▶ [Work to do]: Identify the line that contains "Could you indicate the red and" in the material. Output it and every line after it, unchanged, through the end.

(Point annotation records)
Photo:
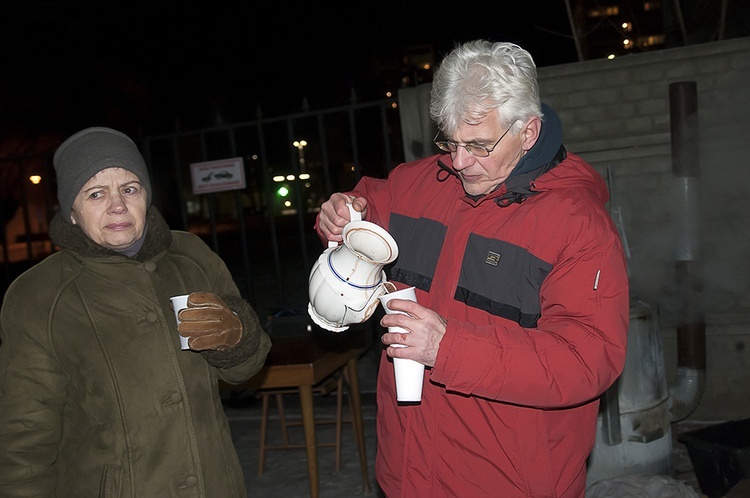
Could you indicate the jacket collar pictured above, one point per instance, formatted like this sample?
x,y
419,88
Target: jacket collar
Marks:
x,y
71,238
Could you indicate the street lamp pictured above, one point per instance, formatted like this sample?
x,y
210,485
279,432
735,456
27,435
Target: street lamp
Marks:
x,y
301,144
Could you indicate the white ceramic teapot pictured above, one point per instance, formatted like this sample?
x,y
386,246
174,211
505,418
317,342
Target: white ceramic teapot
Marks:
x,y
347,280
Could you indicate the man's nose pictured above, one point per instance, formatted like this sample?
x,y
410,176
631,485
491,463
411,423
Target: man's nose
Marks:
x,y
462,159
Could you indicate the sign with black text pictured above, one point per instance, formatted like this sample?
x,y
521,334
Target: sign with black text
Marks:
x,y
218,176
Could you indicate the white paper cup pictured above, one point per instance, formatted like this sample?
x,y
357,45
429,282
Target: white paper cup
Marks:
x,y
179,303
409,373
409,377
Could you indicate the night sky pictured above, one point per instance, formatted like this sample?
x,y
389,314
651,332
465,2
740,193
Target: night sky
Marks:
x,y
68,64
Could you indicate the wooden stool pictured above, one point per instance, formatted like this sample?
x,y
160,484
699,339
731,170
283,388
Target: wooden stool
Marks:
x,y
301,365
334,383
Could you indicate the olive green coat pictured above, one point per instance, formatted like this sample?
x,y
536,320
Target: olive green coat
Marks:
x,y
96,397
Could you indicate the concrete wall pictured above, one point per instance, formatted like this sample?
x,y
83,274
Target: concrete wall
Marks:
x,y
616,116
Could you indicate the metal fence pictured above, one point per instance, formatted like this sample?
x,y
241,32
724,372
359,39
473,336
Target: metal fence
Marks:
x,y
292,164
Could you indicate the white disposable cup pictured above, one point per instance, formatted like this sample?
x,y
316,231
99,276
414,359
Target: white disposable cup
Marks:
x,y
407,294
179,303
409,373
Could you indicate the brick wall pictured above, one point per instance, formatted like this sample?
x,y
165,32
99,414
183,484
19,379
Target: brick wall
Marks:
x,y
616,115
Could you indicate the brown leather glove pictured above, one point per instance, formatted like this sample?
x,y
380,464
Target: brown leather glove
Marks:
x,y
208,323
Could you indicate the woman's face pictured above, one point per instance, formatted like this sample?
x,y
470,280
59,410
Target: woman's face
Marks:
x,y
111,208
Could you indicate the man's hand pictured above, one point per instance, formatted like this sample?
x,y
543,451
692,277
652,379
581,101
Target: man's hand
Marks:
x,y
208,323
426,329
334,214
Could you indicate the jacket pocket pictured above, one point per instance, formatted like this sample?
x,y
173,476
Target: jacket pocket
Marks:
x,y
110,483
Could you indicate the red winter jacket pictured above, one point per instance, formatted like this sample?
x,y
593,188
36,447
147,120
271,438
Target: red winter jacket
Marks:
x,y
536,298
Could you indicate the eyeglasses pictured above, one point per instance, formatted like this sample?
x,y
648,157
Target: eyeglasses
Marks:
x,y
473,149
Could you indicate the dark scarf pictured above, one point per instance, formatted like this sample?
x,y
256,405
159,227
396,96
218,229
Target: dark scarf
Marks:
x,y
158,237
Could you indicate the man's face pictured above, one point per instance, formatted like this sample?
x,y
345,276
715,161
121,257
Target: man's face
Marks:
x,y
111,208
480,175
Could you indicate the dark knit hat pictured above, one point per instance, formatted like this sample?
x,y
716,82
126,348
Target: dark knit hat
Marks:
x,y
88,152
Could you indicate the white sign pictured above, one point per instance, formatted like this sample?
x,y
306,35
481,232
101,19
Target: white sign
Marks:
x,y
218,176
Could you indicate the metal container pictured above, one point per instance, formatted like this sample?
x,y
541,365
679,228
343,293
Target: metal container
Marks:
x,y
633,429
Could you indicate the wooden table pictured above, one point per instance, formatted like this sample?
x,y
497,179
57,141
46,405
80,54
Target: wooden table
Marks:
x,y
302,363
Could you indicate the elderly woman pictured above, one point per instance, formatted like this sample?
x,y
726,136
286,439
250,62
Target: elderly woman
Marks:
x,y
96,396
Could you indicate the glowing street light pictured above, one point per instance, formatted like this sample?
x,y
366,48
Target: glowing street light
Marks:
x,y
301,144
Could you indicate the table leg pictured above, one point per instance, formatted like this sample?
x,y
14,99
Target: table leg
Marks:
x,y
308,422
359,430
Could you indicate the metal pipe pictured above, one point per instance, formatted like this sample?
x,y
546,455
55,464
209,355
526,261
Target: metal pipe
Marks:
x,y
687,391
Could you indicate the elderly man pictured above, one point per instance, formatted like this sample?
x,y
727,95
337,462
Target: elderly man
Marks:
x,y
522,292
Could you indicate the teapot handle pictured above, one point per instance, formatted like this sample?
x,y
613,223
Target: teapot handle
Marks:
x,y
353,216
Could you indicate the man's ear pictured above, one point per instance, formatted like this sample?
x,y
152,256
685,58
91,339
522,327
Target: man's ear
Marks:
x,y
530,132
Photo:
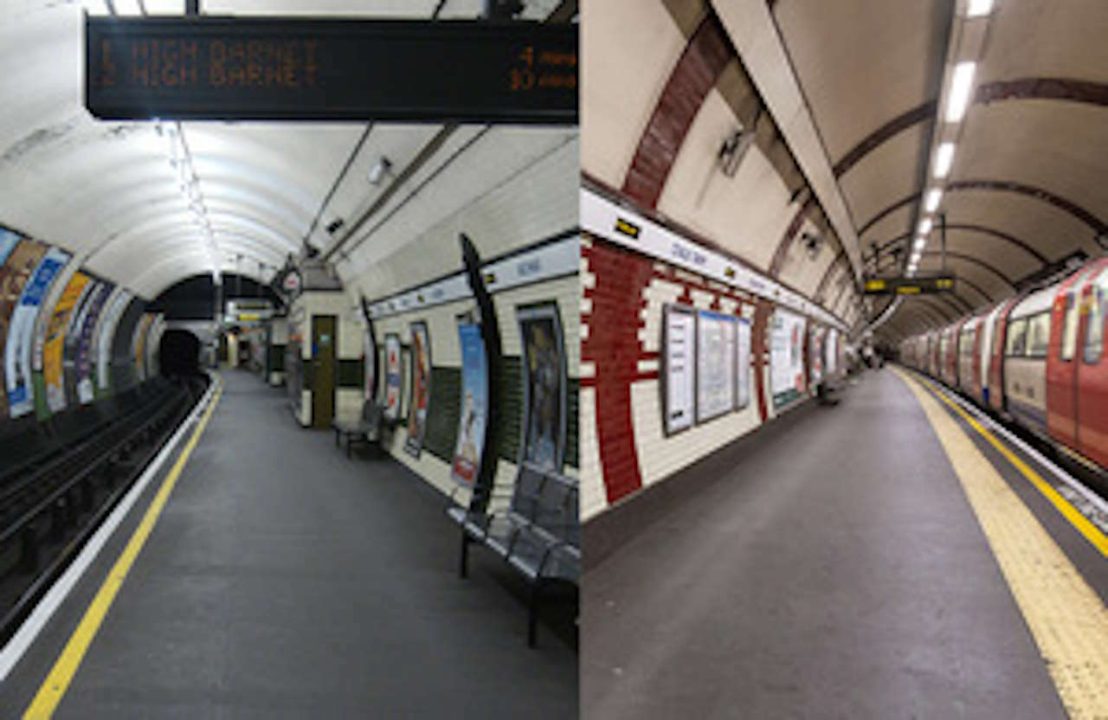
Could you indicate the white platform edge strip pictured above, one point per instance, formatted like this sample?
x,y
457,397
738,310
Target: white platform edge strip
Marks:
x,y
29,630
1075,484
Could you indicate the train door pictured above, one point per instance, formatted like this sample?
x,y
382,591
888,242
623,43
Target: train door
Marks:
x,y
996,356
1091,381
967,343
324,345
1062,364
984,351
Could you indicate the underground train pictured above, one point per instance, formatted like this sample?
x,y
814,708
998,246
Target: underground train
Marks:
x,y
1036,360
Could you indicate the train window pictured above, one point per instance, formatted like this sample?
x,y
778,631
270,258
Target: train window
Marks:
x,y
1017,337
1038,335
1069,329
1095,331
965,348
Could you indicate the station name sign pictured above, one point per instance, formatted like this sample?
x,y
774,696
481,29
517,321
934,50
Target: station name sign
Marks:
x,y
909,286
341,70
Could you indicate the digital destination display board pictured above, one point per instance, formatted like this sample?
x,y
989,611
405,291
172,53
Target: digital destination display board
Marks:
x,y
207,68
909,286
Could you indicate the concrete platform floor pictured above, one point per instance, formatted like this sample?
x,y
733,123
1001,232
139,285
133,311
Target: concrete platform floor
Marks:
x,y
284,580
829,566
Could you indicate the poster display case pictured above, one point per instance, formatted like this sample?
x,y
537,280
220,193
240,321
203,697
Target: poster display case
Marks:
x,y
787,358
544,387
678,341
715,364
420,388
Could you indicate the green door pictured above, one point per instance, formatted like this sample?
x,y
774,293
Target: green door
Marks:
x,y
324,341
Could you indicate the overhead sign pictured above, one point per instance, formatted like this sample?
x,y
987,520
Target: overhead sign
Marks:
x,y
909,286
359,70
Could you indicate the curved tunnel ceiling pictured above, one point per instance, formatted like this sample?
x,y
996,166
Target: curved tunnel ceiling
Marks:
x,y
1026,186
109,193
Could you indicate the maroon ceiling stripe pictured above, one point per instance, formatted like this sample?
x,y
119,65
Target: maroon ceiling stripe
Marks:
x,y
705,57
890,130
1079,91
1037,193
892,208
973,228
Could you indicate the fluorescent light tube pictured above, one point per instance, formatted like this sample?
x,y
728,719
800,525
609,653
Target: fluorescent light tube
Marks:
x,y
944,157
961,84
933,198
978,8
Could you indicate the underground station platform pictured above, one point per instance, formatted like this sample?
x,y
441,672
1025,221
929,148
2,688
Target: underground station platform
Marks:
x,y
910,562
280,578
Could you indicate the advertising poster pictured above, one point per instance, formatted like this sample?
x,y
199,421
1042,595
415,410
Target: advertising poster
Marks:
x,y
787,359
392,376
831,351
816,356
370,379
85,390
14,274
471,421
544,387
421,388
19,377
105,335
742,364
52,376
679,341
715,355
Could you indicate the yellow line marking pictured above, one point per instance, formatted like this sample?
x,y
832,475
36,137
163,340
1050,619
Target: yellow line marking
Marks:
x,y
1065,616
55,685
1080,523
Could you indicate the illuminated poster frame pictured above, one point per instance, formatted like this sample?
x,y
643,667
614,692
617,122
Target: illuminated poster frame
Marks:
x,y
544,387
715,367
420,357
393,377
13,277
678,386
787,357
473,413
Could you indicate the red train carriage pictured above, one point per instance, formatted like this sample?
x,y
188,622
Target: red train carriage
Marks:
x,y
1037,359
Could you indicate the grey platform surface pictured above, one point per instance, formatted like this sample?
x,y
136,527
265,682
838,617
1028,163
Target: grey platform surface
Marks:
x,y
284,580
832,568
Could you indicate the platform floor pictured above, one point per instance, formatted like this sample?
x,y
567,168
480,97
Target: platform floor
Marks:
x,y
285,580
828,566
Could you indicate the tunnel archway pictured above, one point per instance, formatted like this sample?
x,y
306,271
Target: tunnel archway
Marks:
x,y
180,353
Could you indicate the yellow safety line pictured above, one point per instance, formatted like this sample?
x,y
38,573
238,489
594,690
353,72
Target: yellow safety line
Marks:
x,y
1065,616
1080,523
55,685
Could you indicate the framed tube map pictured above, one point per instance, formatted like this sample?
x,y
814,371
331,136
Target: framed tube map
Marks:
x,y
715,362
474,409
787,358
421,389
678,338
544,387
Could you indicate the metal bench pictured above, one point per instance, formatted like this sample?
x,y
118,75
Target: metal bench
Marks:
x,y
539,535
365,430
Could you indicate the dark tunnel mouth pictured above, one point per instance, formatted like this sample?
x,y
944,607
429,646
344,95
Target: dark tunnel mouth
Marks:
x,y
180,353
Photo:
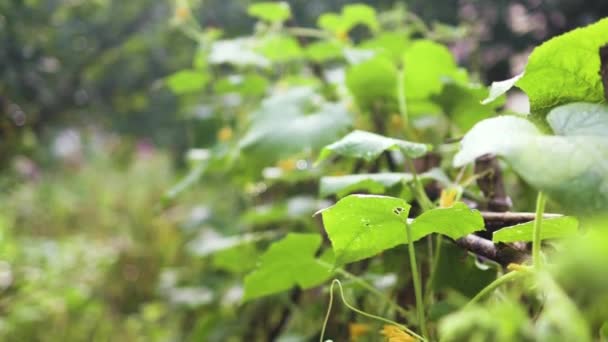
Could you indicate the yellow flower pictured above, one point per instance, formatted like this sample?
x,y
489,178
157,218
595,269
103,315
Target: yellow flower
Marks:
x,y
393,333
448,197
224,134
342,36
357,330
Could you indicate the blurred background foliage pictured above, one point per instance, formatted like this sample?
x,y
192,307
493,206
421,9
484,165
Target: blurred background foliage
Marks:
x,y
92,136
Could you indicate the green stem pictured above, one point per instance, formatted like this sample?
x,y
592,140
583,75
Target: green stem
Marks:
x,y
417,282
495,284
360,312
423,199
436,258
540,210
373,290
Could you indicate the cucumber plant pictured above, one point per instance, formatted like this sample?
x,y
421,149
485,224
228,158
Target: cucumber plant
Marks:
x,y
368,121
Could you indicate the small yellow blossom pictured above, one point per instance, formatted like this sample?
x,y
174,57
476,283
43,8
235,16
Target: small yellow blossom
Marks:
x,y
224,134
393,333
448,197
342,36
357,330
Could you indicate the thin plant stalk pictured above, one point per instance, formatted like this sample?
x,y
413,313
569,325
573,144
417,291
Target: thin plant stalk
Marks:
x,y
360,312
495,285
540,210
417,282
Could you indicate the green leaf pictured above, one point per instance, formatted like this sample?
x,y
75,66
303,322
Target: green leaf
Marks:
x,y
374,183
369,146
580,119
351,16
280,48
500,88
566,69
239,52
561,70
372,82
287,263
187,81
553,228
427,67
455,222
361,226
332,22
274,12
462,103
246,85
323,51
291,122
356,14
571,168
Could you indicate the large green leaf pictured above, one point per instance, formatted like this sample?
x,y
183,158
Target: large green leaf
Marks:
x,y
373,82
291,122
361,226
462,103
455,222
427,66
553,228
274,12
571,168
287,263
562,70
369,146
280,48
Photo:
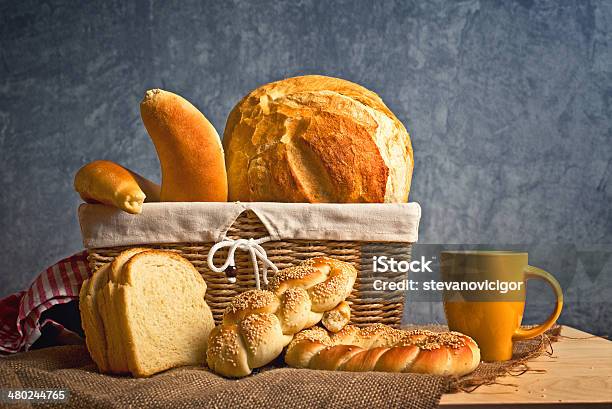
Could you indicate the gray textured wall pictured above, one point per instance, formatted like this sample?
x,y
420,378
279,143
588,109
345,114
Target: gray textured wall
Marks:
x,y
508,104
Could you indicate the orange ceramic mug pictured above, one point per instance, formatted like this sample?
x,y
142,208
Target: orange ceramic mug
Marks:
x,y
481,309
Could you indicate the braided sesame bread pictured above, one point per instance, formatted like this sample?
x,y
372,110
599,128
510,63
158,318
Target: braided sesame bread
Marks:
x,y
145,312
258,324
385,349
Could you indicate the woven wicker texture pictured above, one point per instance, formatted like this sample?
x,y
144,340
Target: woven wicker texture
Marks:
x,y
367,306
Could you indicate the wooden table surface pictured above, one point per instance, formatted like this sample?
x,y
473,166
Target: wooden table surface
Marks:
x,y
578,374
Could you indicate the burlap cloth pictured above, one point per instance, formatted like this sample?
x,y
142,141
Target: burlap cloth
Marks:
x,y
69,367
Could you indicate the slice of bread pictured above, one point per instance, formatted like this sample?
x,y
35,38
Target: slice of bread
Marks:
x,y
163,318
93,325
107,306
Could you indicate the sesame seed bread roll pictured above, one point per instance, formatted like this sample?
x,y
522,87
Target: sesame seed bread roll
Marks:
x,y
188,146
384,349
258,324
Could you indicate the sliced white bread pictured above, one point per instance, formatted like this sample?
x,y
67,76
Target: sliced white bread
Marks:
x,y
163,317
109,311
93,326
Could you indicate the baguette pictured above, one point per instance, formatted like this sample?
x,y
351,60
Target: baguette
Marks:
x,y
188,146
106,182
385,349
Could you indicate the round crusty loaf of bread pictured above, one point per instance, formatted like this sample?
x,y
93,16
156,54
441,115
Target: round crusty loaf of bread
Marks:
x,y
385,349
316,139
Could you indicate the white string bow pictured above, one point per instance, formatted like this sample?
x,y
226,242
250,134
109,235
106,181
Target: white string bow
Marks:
x,y
254,248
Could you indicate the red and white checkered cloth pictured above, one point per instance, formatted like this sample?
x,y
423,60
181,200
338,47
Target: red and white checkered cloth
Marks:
x,y
20,324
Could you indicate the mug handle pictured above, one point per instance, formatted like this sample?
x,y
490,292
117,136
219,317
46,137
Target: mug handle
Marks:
x,y
526,333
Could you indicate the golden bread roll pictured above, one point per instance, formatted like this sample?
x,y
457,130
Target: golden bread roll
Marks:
x,y
106,182
188,146
385,349
316,139
258,324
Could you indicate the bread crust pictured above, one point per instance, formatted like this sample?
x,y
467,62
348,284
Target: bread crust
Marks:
x,y
383,348
258,324
316,139
93,325
188,146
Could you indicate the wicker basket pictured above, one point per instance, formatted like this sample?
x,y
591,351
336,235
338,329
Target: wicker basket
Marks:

▶ [Exercise result]:
Could you indicate the red and white checkered cloth pictured above, one point per instance, formatted like this sample?
x,y
423,60
181,200
338,47
Target: red and white checkered cloth
Marks:
x,y
20,324
Could you indicate the mug handle pictured above, one point per instance, formatted like this sample?
x,y
490,292
117,136
219,317
46,137
Target: mug handle
Marks:
x,y
526,333
Could you indicate the golden bread roll pictured above, one point per instance, formatted like this sample?
x,y
457,130
Target: golden bread roll
Marks:
x,y
106,182
188,146
385,349
316,139
258,324
Could you indicate the bread crust pictured above, one point per instance, formatted like this sample?
x,y
467,62
348,284
Target: bread crust
Marks:
x,y
383,348
258,324
316,139
93,325
188,146
Could you indicate the wicker basket pictured above, one point per instance, formatted like this sample?
x,y
591,351
336,235
338,329
Target: wicker basket
Marks:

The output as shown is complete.